→ **Written instruction**: Quote word for word the lines starting at the line with "TARGET = snow on crate" and ending at the final line of the entries. Leave out any pictures.

══ Stored records ══

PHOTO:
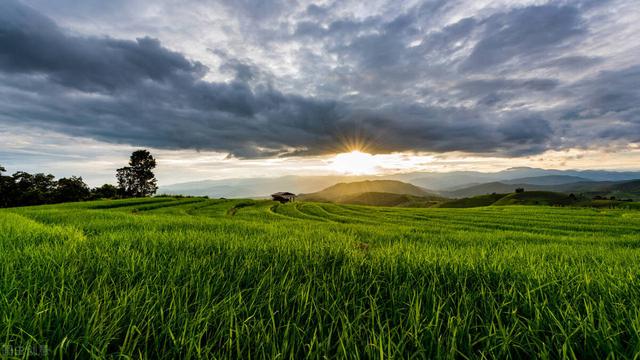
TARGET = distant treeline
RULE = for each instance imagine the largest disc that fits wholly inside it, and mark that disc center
(24, 189)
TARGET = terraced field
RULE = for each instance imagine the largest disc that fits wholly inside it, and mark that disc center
(191, 278)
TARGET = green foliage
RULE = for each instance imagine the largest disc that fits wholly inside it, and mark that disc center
(190, 278)
(71, 189)
(137, 179)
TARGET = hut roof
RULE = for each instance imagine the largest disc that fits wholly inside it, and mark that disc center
(283, 193)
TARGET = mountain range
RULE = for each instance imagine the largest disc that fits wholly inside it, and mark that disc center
(449, 184)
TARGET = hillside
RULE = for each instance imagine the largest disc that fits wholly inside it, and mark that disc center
(345, 191)
(589, 189)
(390, 199)
(536, 198)
(476, 201)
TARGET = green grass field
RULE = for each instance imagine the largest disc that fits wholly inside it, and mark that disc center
(190, 278)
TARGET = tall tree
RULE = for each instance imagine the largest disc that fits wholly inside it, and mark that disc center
(106, 191)
(33, 189)
(137, 179)
(71, 189)
(7, 191)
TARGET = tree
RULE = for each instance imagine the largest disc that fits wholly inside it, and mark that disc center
(137, 179)
(106, 191)
(33, 189)
(71, 189)
(7, 190)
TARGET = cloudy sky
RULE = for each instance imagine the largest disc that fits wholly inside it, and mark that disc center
(237, 88)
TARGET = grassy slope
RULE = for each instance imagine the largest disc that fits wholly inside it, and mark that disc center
(234, 278)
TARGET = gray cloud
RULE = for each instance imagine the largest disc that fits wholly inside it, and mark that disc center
(391, 80)
(522, 33)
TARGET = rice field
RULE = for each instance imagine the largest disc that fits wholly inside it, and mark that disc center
(198, 278)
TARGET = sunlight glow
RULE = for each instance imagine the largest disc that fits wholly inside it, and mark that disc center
(354, 163)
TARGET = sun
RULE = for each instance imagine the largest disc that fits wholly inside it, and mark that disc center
(354, 163)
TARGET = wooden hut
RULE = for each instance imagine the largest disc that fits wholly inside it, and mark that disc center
(283, 197)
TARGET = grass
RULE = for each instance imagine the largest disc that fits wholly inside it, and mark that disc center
(192, 278)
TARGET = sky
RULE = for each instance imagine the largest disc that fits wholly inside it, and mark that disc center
(243, 88)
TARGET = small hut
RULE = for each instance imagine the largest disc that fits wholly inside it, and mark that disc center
(283, 197)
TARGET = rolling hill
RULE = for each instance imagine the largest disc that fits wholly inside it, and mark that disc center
(373, 192)
(620, 189)
(445, 181)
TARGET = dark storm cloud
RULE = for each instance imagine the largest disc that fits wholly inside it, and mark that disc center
(392, 82)
(523, 33)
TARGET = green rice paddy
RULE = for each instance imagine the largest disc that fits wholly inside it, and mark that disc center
(197, 278)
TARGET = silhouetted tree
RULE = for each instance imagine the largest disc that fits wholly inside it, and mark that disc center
(71, 189)
(106, 191)
(137, 179)
(7, 191)
(33, 189)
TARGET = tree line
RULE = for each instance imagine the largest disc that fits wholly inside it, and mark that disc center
(24, 189)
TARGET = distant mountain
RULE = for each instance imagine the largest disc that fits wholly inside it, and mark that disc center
(459, 179)
(619, 189)
(262, 187)
(254, 187)
(524, 198)
(344, 191)
(547, 180)
(490, 188)
(389, 199)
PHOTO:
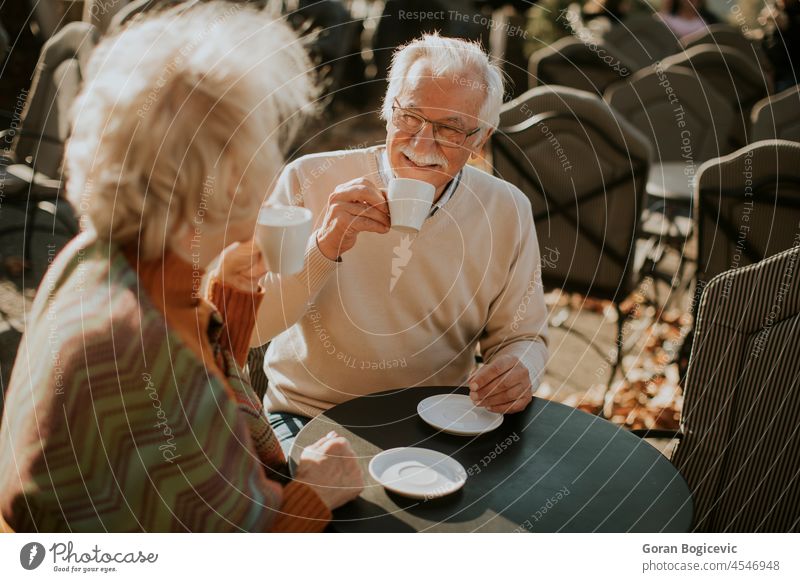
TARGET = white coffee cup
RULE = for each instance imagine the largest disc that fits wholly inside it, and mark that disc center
(409, 203)
(282, 234)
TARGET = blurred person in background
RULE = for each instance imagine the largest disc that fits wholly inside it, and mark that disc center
(128, 409)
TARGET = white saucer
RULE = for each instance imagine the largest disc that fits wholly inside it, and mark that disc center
(418, 473)
(455, 413)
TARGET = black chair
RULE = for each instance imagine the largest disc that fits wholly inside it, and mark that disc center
(739, 440)
(747, 208)
(644, 39)
(584, 170)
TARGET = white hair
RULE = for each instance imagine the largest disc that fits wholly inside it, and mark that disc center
(448, 57)
(178, 110)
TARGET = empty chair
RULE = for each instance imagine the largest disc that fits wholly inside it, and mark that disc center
(395, 28)
(685, 119)
(56, 82)
(643, 39)
(777, 116)
(733, 75)
(740, 443)
(591, 66)
(584, 170)
(34, 175)
(727, 35)
(748, 206)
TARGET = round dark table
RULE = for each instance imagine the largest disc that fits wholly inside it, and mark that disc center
(550, 468)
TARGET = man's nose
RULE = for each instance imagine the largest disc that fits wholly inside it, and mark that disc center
(424, 140)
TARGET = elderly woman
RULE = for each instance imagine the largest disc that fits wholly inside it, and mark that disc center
(128, 409)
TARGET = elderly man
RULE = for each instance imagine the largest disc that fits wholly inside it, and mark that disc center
(376, 309)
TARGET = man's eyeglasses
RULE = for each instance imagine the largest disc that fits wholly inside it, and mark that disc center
(445, 135)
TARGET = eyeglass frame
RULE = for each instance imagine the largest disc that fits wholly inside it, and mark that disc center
(434, 125)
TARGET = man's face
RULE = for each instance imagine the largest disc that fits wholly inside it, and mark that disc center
(454, 101)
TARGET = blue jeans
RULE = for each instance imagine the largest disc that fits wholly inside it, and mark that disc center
(287, 426)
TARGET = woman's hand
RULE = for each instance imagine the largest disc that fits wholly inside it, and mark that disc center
(329, 467)
(242, 266)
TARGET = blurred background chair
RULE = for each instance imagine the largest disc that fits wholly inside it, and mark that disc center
(644, 39)
(748, 206)
(687, 122)
(584, 170)
(777, 116)
(730, 36)
(733, 75)
(571, 63)
(740, 437)
(31, 172)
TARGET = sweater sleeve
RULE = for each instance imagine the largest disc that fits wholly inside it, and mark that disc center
(517, 322)
(288, 296)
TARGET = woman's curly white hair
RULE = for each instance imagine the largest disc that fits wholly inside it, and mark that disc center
(179, 112)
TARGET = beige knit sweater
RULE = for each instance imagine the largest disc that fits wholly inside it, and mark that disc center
(400, 310)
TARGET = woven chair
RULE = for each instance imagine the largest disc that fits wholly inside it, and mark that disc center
(727, 35)
(776, 116)
(584, 170)
(748, 206)
(687, 122)
(571, 63)
(733, 75)
(741, 415)
(643, 39)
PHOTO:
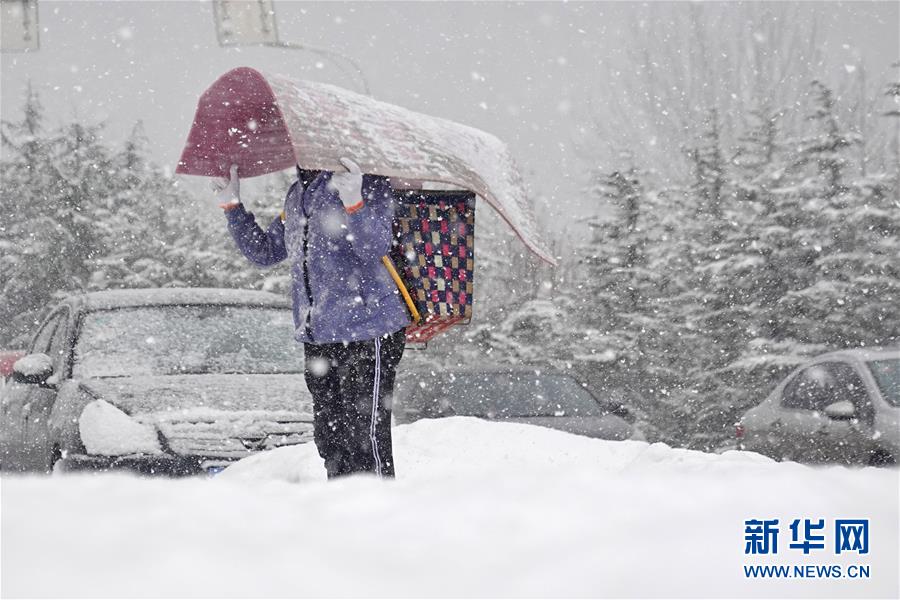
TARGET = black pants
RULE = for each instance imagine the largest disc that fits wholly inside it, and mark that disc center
(351, 385)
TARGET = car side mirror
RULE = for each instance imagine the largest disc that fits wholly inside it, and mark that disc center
(33, 368)
(841, 411)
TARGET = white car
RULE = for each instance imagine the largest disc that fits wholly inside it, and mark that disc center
(839, 407)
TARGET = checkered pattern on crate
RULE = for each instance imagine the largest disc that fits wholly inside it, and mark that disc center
(437, 232)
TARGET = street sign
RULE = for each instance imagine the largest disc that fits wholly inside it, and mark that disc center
(18, 25)
(245, 22)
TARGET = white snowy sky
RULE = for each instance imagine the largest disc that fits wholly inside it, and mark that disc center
(532, 74)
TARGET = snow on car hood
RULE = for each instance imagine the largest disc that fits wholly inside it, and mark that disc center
(226, 416)
(182, 396)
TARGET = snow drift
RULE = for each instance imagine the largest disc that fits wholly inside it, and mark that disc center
(479, 508)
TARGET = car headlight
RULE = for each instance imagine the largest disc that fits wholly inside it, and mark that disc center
(108, 431)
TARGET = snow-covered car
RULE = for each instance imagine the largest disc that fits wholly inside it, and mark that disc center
(546, 399)
(839, 407)
(7, 359)
(168, 381)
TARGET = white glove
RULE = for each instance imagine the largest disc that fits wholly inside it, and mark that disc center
(228, 191)
(348, 185)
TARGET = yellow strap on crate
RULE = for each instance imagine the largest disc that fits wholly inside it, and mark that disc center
(403, 291)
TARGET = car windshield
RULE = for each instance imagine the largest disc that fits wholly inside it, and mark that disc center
(172, 340)
(502, 395)
(887, 375)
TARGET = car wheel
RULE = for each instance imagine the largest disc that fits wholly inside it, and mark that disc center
(881, 457)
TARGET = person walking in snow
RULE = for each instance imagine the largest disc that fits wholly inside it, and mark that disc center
(348, 314)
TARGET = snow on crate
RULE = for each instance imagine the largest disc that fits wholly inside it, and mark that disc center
(478, 509)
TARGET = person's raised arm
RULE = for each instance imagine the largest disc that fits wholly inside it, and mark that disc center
(263, 248)
(369, 203)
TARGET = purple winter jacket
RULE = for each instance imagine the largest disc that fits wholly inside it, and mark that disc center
(341, 290)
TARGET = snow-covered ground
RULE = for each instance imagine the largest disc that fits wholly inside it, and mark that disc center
(478, 508)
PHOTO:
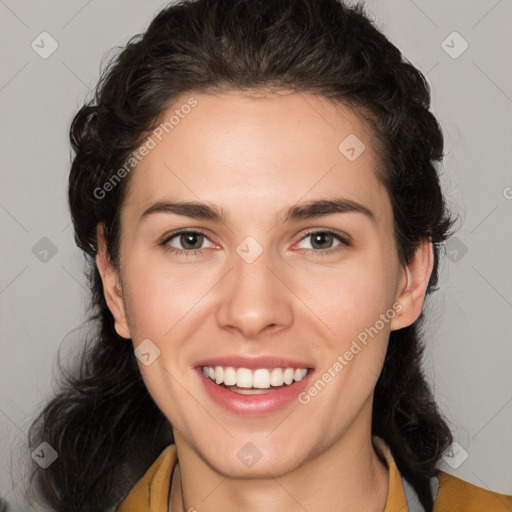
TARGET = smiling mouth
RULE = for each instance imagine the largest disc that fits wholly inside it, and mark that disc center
(247, 381)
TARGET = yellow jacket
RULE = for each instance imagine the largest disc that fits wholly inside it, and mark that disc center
(151, 492)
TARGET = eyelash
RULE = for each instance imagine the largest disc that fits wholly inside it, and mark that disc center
(193, 252)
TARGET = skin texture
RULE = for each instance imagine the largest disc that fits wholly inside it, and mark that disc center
(256, 155)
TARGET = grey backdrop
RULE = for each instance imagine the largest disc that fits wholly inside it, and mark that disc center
(463, 47)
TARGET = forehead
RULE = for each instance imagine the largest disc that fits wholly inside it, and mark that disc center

═══

→ **Written answer**:
TARGET = snow on crate
RULE = for each instance imagine the largest disc that fits wholly inside it, and mark that disc center
(478, 509)
TARGET = person's raised arm
RULE = for each instance imagine the largest disc that fits wholly inside it, and mark that disc center
(263, 248)
(369, 203)
TARGET = purple winter jacket
RULE = for each instance imagine the largest disc that fits wholly inside it, and mark that disc center
(341, 290)
TARGET = snow-covered ground
RULE = for each instance imagine the largest disc that fits wholly inside it, and mark that disc center
(478, 508)
PHOTO:
TARGET = smiling mouth
RULE = for each instance imagine the largest disc that fits wholly inside it, and mark that disc center
(247, 381)
TARGET = yellow jacket
RULE = for each instance imagine the largest disc that fits wholly inside it, and mark that disc center
(151, 492)
TARGET = eyelash
RULE = for each instance imagine the largest disc that fits wholly inside it, and mark that disc center
(193, 252)
TARGET = skin texture
RULE = for each instance imagine the largest disc that fits wholly inside it, and mark that disc center
(256, 155)
TARGET = grey backdrop
RULE = for each instance imagine the largest disc that fits wholly inside it, and mark that disc center
(463, 47)
TARGET = forehead
RULE = for each instance imagine the largest disc that fits wholly inside it, and mark that disc center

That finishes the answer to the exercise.